--- WHAT IS EXPECTED ---
Give the number of lines in the items below that contain the string "stone", with case counting. State the number alone.

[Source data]
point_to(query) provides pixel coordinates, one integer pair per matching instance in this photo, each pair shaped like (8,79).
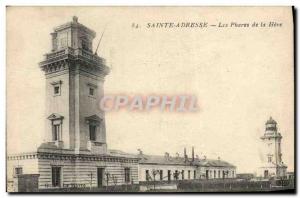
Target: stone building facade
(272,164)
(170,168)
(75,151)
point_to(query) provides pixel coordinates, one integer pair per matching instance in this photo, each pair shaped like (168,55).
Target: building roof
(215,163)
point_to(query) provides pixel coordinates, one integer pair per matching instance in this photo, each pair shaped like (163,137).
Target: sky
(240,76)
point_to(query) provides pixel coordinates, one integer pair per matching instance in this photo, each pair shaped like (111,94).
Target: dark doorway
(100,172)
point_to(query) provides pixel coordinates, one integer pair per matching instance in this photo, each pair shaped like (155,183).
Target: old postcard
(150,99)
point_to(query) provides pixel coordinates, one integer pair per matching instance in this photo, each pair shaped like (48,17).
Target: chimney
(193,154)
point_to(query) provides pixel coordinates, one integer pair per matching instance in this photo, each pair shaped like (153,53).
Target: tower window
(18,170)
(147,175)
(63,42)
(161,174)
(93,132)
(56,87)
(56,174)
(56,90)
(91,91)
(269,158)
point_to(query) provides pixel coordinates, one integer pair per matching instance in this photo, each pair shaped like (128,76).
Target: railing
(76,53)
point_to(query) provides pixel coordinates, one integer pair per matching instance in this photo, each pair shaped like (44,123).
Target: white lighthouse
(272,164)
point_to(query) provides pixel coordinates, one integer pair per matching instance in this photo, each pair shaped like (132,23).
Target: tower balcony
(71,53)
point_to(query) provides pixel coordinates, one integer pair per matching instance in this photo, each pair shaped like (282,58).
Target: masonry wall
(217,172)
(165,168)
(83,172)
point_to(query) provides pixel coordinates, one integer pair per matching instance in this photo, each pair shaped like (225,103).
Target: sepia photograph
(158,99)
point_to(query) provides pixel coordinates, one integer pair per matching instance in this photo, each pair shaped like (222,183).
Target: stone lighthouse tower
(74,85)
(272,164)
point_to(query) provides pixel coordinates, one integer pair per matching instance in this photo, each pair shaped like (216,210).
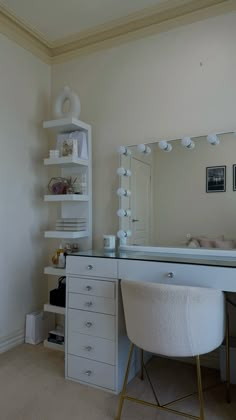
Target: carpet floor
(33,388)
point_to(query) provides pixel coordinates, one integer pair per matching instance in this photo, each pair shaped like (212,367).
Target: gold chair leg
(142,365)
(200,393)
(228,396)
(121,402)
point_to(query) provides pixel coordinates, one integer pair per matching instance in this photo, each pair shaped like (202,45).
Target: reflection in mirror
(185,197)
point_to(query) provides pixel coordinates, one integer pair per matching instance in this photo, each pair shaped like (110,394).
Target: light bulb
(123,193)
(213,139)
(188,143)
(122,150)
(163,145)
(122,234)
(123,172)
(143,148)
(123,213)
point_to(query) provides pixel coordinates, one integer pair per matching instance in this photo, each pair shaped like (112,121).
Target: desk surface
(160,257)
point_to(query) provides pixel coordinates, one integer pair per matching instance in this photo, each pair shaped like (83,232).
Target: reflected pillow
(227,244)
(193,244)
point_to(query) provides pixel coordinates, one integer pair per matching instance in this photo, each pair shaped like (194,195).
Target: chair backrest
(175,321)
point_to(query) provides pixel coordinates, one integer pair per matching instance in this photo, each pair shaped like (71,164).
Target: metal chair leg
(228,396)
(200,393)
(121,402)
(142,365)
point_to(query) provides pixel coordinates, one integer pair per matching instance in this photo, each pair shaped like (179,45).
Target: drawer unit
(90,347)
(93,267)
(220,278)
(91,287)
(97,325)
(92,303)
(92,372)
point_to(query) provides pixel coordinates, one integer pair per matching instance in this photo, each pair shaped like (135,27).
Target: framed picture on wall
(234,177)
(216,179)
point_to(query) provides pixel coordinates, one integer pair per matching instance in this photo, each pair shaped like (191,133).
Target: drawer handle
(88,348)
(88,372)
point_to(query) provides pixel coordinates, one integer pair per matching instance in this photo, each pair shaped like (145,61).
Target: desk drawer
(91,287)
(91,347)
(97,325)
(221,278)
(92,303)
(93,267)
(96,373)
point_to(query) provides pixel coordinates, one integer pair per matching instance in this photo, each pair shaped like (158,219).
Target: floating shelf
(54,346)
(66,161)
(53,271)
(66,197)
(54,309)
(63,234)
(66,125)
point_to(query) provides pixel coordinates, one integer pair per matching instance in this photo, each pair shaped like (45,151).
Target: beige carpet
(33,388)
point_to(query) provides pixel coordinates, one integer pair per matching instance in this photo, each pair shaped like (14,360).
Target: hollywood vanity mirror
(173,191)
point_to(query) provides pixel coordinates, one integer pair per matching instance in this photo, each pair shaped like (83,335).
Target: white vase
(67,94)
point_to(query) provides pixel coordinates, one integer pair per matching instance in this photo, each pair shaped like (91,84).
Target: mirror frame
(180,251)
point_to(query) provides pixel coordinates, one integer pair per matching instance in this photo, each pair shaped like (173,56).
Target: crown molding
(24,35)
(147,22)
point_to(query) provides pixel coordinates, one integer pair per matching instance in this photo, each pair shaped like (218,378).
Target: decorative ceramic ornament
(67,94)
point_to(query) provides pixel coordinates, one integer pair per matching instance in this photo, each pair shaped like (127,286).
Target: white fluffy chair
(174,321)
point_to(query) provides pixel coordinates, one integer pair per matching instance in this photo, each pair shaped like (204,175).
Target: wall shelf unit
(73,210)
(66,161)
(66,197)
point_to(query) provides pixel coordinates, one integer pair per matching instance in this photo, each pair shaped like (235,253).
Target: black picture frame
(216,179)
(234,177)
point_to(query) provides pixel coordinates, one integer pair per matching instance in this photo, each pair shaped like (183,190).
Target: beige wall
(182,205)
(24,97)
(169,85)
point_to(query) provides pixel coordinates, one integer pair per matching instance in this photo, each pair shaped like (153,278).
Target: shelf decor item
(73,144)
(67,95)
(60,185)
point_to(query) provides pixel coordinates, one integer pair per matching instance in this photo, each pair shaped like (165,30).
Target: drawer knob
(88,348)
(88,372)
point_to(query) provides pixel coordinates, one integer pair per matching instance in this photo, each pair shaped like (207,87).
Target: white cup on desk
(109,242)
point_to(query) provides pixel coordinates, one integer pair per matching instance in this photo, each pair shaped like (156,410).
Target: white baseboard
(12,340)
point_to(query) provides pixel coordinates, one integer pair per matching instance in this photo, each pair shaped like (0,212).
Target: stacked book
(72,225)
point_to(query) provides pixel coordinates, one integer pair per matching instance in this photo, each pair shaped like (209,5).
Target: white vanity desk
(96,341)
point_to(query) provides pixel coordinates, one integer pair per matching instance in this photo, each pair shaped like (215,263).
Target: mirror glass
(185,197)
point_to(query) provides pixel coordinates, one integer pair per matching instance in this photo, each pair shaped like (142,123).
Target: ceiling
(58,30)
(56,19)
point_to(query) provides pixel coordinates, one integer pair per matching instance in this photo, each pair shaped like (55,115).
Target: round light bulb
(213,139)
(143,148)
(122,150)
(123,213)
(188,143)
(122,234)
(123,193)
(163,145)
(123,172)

---

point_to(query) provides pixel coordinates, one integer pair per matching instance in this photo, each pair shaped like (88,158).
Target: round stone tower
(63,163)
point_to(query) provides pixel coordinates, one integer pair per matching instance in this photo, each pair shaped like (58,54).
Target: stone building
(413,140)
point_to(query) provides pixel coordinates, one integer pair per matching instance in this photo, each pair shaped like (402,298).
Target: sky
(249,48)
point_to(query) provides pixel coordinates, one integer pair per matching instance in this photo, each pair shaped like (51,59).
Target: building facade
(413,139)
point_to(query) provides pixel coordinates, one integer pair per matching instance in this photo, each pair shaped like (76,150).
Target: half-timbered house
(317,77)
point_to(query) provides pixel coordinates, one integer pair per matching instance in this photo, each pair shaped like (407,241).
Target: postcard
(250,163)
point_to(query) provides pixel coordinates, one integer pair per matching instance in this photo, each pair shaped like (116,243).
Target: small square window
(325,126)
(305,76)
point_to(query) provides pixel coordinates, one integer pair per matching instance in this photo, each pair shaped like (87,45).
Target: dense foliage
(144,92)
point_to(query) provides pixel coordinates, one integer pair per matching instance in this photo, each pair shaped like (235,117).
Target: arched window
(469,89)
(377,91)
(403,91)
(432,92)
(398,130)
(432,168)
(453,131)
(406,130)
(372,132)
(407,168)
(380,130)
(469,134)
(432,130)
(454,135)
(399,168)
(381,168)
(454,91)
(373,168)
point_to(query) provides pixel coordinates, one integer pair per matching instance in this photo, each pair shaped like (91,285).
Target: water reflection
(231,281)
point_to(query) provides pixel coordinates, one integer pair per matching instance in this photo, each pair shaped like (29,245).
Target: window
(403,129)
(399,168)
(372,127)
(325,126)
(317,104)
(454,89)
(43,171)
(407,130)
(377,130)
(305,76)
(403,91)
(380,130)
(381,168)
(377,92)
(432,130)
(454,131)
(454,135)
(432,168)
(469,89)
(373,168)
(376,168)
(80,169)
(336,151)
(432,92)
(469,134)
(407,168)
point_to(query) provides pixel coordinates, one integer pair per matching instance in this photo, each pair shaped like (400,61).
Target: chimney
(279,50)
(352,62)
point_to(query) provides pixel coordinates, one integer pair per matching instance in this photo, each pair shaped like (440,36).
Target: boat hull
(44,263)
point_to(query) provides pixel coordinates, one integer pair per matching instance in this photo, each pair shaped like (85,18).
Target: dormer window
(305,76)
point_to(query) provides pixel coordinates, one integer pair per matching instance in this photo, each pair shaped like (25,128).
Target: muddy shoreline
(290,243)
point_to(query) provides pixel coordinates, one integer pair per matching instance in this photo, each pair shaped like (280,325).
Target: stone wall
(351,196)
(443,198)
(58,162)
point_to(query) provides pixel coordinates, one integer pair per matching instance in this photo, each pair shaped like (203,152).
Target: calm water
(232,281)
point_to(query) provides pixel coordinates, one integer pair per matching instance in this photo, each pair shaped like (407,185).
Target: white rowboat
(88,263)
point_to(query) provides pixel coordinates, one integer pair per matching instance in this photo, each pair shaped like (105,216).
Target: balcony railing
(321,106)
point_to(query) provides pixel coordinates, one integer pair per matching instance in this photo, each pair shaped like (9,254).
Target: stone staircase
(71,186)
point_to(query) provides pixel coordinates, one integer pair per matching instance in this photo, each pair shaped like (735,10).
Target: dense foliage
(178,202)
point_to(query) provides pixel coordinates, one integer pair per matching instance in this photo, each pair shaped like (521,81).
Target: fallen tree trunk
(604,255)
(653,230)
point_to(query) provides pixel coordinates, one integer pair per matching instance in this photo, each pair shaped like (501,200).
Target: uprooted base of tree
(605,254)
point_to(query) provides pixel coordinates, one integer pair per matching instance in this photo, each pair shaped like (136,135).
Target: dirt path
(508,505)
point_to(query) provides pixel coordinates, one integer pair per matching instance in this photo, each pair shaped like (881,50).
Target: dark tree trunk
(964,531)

--- TASK RESULT ---
6